» **WORKING DATA**
※

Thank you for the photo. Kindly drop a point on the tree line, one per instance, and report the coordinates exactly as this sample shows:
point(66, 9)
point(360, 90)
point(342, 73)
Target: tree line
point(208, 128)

※

Swap every "tree line" in the material for "ridge line" and leave all other text unchanged.

Thank you for the photo. Kindly drop a point on the ridge line, one per instance, and report the coordinates exactly as this sample shows:
point(66, 9)
point(360, 90)
point(342, 73)
Target: ridge line
point(208, 128)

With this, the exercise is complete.